What is needed:
Every line from the line containing "Put a point on every instance of the green field" through the final line below must be returned exactly, and no other line.

[Region pointing data]
☆ ☆ ☆ ☆
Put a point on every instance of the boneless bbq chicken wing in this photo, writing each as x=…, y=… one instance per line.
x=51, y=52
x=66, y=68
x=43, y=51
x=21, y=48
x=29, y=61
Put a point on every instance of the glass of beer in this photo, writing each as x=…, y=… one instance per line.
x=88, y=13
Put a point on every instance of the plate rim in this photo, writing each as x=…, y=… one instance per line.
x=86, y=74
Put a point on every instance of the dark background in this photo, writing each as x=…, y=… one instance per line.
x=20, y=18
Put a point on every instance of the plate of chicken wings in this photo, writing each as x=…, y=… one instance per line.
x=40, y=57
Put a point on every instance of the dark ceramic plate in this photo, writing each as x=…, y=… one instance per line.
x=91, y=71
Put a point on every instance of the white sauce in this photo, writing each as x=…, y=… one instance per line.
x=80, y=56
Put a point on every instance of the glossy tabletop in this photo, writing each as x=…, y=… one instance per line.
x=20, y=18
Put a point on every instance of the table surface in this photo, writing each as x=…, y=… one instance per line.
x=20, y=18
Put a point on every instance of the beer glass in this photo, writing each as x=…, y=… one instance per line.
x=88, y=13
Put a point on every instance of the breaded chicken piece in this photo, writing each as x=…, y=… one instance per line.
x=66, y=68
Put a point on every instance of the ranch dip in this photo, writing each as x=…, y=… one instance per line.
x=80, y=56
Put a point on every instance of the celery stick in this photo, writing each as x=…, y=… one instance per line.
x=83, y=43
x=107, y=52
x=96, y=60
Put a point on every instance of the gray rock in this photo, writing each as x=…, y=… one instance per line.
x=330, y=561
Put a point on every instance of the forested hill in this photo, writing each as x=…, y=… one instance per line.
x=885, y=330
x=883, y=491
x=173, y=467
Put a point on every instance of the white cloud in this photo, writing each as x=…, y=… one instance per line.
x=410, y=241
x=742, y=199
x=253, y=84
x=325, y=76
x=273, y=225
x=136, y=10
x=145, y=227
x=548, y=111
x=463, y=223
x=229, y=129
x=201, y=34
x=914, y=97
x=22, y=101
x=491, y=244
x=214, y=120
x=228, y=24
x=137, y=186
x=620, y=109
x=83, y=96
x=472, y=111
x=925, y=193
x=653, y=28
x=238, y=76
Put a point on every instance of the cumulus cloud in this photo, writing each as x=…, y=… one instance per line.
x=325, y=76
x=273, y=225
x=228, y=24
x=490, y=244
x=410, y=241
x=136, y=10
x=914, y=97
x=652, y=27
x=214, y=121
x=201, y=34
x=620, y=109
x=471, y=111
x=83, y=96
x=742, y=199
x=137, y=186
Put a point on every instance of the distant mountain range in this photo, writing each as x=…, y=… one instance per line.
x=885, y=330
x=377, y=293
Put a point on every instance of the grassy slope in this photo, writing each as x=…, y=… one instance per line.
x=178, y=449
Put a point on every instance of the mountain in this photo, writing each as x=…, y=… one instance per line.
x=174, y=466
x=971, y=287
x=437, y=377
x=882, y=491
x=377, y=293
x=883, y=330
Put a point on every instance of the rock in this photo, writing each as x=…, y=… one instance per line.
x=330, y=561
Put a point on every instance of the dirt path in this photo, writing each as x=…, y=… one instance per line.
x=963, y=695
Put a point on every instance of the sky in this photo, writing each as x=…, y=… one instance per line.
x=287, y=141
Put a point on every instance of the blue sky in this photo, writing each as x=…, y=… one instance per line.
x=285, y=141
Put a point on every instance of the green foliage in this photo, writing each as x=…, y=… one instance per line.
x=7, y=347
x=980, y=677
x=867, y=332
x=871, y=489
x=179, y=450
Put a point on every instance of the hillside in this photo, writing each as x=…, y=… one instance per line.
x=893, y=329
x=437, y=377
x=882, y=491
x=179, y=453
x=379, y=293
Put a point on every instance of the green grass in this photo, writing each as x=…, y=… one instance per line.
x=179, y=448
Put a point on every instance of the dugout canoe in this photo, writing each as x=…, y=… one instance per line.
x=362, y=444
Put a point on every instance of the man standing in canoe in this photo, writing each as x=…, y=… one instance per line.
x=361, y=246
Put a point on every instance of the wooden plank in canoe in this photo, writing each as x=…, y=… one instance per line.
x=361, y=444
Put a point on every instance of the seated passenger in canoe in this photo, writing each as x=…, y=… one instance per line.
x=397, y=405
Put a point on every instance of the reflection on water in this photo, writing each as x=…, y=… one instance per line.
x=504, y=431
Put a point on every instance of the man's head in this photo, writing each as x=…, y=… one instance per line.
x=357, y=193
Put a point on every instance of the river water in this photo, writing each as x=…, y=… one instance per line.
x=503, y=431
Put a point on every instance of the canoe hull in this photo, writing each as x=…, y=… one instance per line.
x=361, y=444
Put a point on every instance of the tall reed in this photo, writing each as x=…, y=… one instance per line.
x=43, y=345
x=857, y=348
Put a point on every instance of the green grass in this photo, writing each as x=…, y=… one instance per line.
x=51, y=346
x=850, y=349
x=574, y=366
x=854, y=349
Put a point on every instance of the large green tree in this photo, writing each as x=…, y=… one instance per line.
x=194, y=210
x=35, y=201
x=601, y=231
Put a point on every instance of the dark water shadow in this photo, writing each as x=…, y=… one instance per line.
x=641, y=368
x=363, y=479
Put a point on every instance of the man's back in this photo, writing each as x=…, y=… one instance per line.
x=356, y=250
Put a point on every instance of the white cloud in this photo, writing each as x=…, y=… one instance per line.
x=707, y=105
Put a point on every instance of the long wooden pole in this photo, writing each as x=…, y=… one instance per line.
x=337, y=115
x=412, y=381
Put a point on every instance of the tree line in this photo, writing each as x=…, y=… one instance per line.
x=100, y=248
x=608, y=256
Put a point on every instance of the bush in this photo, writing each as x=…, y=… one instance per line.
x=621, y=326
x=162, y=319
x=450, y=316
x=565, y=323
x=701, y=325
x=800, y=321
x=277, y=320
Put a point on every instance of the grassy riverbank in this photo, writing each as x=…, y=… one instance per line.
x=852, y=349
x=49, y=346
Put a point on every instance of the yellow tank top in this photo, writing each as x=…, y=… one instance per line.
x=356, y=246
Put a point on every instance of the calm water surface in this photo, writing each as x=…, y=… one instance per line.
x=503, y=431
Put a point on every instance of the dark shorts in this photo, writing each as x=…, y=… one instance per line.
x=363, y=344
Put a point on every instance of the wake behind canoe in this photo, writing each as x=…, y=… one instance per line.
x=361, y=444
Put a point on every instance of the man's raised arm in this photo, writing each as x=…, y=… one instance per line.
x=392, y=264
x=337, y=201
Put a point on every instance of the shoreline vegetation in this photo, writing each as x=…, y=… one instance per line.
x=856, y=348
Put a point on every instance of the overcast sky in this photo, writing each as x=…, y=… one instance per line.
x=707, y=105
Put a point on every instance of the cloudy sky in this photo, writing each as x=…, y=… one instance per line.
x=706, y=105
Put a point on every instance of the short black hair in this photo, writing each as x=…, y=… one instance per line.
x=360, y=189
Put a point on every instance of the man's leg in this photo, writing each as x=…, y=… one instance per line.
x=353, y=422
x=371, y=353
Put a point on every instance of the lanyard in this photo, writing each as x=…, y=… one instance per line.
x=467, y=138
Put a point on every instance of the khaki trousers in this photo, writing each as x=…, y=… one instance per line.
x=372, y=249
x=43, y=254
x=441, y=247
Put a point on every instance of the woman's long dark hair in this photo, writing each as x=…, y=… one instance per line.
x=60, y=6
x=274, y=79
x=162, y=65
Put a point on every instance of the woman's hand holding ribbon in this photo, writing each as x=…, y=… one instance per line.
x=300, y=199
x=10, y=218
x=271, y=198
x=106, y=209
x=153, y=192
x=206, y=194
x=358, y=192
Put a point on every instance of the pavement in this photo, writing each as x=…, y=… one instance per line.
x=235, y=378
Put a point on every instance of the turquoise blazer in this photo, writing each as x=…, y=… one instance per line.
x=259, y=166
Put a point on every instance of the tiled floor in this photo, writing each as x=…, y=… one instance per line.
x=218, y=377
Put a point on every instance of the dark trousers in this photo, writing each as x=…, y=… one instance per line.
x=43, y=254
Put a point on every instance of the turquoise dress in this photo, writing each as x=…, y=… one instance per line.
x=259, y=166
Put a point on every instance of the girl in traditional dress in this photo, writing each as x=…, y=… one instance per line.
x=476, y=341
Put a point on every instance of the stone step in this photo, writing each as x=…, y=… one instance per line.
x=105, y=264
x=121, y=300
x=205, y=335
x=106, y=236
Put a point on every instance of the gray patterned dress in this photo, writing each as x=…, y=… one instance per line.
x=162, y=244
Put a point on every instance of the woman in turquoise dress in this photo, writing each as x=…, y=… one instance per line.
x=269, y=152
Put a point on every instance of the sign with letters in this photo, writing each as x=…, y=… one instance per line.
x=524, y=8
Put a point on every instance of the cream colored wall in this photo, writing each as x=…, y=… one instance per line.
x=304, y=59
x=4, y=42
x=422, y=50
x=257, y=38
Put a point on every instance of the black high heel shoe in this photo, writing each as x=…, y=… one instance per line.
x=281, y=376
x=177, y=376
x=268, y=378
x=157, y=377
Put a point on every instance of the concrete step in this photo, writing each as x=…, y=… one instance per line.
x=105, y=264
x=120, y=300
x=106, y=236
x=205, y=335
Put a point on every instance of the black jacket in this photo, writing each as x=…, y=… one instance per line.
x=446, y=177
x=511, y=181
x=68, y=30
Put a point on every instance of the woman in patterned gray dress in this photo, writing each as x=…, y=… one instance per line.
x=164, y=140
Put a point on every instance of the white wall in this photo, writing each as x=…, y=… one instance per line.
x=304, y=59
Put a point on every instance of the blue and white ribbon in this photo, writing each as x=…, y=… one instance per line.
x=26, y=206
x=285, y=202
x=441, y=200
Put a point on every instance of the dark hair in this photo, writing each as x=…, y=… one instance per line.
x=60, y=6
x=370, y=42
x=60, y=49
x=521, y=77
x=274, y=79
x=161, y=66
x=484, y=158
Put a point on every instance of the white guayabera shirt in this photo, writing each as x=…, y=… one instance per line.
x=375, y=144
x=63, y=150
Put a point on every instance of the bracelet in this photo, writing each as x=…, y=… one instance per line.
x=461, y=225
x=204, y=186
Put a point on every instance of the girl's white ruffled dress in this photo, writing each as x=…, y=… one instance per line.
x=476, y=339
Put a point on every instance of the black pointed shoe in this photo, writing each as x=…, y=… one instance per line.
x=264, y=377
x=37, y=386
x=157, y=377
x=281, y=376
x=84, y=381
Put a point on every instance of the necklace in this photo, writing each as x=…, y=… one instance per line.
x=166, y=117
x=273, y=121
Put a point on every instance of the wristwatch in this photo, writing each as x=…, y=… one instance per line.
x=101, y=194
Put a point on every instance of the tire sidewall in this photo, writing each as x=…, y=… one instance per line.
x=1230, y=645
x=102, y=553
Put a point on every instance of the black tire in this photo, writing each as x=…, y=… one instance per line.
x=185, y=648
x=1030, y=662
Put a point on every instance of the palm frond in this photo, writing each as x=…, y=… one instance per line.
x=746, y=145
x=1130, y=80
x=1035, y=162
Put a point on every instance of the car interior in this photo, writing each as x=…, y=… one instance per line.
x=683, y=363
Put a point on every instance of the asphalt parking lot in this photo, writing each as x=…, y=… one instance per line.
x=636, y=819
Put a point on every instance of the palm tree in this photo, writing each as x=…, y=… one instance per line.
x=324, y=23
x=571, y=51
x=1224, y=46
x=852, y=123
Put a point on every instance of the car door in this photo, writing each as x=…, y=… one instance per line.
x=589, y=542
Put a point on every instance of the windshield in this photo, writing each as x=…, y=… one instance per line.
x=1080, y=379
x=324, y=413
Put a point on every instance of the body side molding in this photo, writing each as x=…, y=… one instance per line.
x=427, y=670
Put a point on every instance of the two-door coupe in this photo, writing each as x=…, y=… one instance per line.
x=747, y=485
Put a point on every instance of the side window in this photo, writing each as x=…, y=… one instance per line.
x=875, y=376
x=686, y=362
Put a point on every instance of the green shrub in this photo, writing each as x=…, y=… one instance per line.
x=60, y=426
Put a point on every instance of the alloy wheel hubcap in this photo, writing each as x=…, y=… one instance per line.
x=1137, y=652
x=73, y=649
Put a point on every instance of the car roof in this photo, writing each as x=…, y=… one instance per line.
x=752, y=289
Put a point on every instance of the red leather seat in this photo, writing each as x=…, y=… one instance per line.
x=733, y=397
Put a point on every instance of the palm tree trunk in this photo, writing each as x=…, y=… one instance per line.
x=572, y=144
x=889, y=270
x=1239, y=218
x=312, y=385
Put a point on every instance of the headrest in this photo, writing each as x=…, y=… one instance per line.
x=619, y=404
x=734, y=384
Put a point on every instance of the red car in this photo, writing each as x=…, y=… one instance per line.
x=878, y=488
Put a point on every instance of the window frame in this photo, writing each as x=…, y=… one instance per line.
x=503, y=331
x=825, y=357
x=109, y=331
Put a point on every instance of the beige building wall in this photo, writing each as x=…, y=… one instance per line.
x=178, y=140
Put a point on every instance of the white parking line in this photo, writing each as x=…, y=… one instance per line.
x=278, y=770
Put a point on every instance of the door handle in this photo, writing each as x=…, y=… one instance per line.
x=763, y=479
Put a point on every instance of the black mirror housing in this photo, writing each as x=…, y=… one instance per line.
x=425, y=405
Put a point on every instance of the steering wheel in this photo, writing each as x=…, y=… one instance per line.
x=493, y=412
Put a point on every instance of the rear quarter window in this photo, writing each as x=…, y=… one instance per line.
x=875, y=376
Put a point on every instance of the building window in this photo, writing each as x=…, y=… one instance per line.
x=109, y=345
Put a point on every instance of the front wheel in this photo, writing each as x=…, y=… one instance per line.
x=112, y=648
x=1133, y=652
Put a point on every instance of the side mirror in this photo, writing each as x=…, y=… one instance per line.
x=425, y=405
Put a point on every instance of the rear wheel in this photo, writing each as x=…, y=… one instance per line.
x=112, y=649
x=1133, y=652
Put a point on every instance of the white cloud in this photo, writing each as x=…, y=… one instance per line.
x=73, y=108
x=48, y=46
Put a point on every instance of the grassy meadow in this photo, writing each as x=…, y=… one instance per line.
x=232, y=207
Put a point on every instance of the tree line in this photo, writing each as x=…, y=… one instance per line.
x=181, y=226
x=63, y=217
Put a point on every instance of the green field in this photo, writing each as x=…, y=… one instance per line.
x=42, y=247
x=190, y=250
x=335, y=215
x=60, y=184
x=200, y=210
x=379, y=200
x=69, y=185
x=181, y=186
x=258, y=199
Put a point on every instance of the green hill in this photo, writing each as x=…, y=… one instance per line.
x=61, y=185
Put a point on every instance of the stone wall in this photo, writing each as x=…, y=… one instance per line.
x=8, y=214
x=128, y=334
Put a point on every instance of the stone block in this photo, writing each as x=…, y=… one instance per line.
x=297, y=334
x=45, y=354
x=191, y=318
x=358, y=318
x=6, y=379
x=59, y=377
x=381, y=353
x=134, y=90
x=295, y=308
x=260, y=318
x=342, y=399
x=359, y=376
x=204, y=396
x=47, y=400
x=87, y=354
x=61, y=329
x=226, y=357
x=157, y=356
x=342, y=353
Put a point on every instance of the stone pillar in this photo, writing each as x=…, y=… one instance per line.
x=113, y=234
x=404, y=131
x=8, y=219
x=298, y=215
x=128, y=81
☆ ☆ ☆ ☆
Exercise output:
Put a point on every instance of the green field in this photo, writing each as x=…, y=… one instance per line.
x=42, y=247
x=190, y=250
x=335, y=215
x=60, y=184
x=200, y=210
x=379, y=200
x=69, y=185
x=181, y=186
x=258, y=199
Put a point on every instance of the green hill in this photo, writing each as x=…, y=… one instance per line.
x=61, y=185
Put a point on every instance of the stone wall in this photo, writing each as x=…, y=… one instance per line.
x=8, y=214
x=128, y=334
Put a point on every instance of the stone block in this photo, writing each as x=…, y=… one instance per line.
x=297, y=334
x=45, y=354
x=191, y=318
x=358, y=318
x=6, y=379
x=59, y=377
x=381, y=353
x=134, y=90
x=295, y=308
x=260, y=318
x=342, y=399
x=359, y=376
x=204, y=396
x=47, y=400
x=87, y=354
x=61, y=329
x=226, y=357
x=157, y=356
x=342, y=353
Put a point on every instance of the stone pillar in this photo, writing each as x=…, y=… one instance per line.
x=113, y=234
x=404, y=131
x=8, y=219
x=298, y=215
x=128, y=81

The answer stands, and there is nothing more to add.